Goal –
Write out every item below word for word, leaving out the pictures.

(Location annotation dataset excerpts)
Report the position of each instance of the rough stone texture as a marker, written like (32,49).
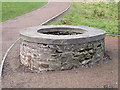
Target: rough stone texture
(60,47)
(44,57)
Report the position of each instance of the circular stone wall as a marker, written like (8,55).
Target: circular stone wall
(59,47)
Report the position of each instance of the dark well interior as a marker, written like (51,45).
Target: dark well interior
(61,31)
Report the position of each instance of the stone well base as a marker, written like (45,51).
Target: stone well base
(44,57)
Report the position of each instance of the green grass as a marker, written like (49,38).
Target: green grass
(11,10)
(100,15)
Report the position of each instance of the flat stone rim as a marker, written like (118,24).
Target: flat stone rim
(32,35)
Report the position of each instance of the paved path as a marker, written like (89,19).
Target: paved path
(10,28)
(105,72)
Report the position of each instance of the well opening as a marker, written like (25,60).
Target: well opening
(63,31)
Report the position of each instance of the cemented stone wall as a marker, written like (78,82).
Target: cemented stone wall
(45,57)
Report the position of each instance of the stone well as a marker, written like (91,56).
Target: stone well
(59,47)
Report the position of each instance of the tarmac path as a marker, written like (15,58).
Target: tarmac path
(11,28)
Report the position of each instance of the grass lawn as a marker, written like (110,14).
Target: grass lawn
(11,10)
(100,15)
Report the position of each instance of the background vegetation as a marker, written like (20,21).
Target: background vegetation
(11,10)
(100,15)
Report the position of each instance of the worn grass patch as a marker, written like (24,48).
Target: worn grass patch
(11,10)
(100,15)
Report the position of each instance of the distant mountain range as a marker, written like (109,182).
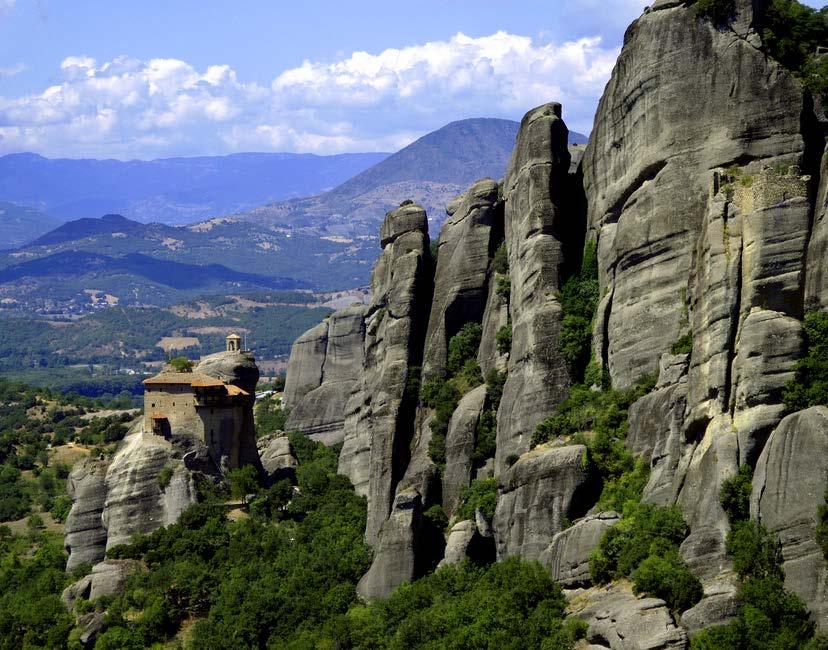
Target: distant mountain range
(432,171)
(171,190)
(19,225)
(326,242)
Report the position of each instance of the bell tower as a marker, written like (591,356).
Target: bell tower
(234,343)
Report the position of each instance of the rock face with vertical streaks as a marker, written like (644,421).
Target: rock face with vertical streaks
(336,347)
(85,535)
(663,122)
(379,417)
(789,485)
(537,222)
(542,488)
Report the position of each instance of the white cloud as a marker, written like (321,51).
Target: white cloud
(13,70)
(381,101)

Exercise solution –
Report the position of each instance of the rough stone texture as a marker, written like (32,49).
Target: rough stone texture
(60,47)
(44,57)
Report the position of each instance of the circular stone wall as a marker, written like (8,55).
Target: circular stone wall
(59,47)
Report the position of each instance of the dark well interior as a marker, written like (51,45).
Target: dark well interior
(61,31)
Report the position of each instance of the stone well base as a marker, written like (45,51).
Target: stone well base
(44,57)
Report the position of each instance of the green grass as a marker, written like (49,38).
Target: green grass
(11,10)
(100,15)
Report the position of each instance of the flat stone rim as a marker, written like (118,24).
Target: flat stone rim
(32,35)
Report the position of each instance of the paved path as a marker, written like (89,19).
Target: paved path
(10,28)
(105,72)
Report the position of each instance of the well opening as a marker, written like (25,60).
Target: well opening
(63,31)
Report the position of each instance of the cemented stone wall as a marker, written like (78,82).
Target: cemented stone wall
(45,57)
Report the position of each instance of the stone well as a marker, written like (91,56).
Target: stone well
(59,47)
Report the position of each instance of the tarmac path as a marker, written like (15,58).
Target: tarmac path
(11,28)
Report the position of each instance of the grass lawn as a marker, written like (110,14).
Target: grass lawn
(11,10)
(100,15)
Report the position of each instance of the background vegetation as a marker, written like (20,21).
Target: background vegetation
(11,10)
(100,15)
Report the position of each instance of the worn grass patch as a marker, written like (24,48).
Target: worn grass patch
(11,10)
(100,15)
Report the position of each instance of the distant mountain range as a marker, written like (109,182).
Target: distant mountain range
(432,171)
(171,190)
(19,225)
(326,242)
Report the position of each instance of the bell tower as a marker, written like (591,356).
Target: bell tower
(234,343)
Report the position of each instance of the rock face with vertical streaks as a marker, written like (644,421).
Target: rock face with vertical streaks
(336,347)
(85,535)
(663,122)
(379,417)
(789,485)
(537,222)
(542,488)
Report the position of each instance of the white cloud as a marker, written like (321,51).
Target: white cloud
(13,70)
(381,101)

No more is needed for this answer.